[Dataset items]
* * *
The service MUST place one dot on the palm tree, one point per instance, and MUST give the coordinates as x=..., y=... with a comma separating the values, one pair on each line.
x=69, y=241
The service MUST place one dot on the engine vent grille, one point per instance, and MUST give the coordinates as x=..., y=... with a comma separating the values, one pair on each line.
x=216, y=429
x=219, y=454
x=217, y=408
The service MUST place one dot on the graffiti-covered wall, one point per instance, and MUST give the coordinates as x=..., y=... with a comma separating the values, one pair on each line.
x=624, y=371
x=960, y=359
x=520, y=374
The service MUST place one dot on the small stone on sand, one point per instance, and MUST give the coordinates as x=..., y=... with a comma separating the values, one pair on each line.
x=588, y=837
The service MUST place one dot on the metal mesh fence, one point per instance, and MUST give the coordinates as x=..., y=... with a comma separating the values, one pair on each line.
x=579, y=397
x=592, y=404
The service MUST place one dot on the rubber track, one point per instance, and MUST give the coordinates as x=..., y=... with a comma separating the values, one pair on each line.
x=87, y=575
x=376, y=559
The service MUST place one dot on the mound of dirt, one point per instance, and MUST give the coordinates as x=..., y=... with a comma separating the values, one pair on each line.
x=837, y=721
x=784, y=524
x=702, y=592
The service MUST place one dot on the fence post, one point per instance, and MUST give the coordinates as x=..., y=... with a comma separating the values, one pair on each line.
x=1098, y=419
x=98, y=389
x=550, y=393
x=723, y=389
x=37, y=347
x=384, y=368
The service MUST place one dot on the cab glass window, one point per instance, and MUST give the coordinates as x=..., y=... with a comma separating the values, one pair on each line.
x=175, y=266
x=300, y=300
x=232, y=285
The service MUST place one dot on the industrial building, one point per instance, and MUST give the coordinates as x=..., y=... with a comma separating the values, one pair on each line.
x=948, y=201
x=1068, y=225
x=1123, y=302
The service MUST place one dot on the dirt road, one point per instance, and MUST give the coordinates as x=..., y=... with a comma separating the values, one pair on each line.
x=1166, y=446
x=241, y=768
* * *
What needs to be done
Copy every entry above word for word, keeping each line and each value unchanged.

Output for this exercise
The service MUST place one dot on the palm tree, one point per instance, and MUST give the coordinates as x=..., y=... with a comma separating the values, one pair on each line.
x=69, y=241
The service MUST place one dot on the engine vent grille, one point per instance, and MUST give the coordinates as x=..., y=... with a comma separating the values, one pair on each line.
x=216, y=429
x=219, y=454
x=217, y=408
The service MUST place one dot on the graffiti-covered wall, one point per instance, and MUST give the coordinates as x=..., y=... with a comma separating the values, one pair on each line.
x=624, y=371
x=960, y=359
x=520, y=374
The service MUST place one dot on the small stone on sand, one point per instance, and MUST give the coordinates as x=..., y=... with a comma separating the values, one pair on each line.
x=588, y=837
The service MUST place one dot on the metal mesh fence, one point per instance, and MUST give the coordinates as x=..., y=... with a comma separating the values, one pair on each line.
x=579, y=397
x=592, y=404
The service MUST place one dot on the rubber track, one point per instance, and MUST give the coordinates as x=..., y=... with a comma separating the values, one pair on each line.
x=87, y=575
x=376, y=559
The service MUST place one dot on the mound of dirt, one point per instance, and MUST give the coordinates as x=..., y=... with a comma separating the values, one pair on each line.
x=837, y=721
x=784, y=524
x=702, y=592
The service MUST place one dot on the fence post, one point per instance, and MUST give the coordinates as x=..., y=... with a comma separating the values, one pair on each line.
x=1098, y=419
x=98, y=389
x=550, y=393
x=723, y=389
x=37, y=347
x=384, y=368
The service MUST place one dot on the cab glass window, one point per instance, and MUST give the coordinates as x=..., y=... with a comma separating the values, one pair on each line.
x=175, y=266
x=300, y=300
x=232, y=285
The service MUST place one dot on the industrial building, one point per instance, and MUST give the coordinates as x=..., y=... with a comma separating the values, one pair on each line.
x=948, y=201
x=1068, y=225
x=1123, y=302
The service MUST place one dot on the dirt road, one point per instance, and MUST give the coordinates as x=..., y=... with a comma separating the values, one pair on each line.
x=1166, y=446
x=241, y=768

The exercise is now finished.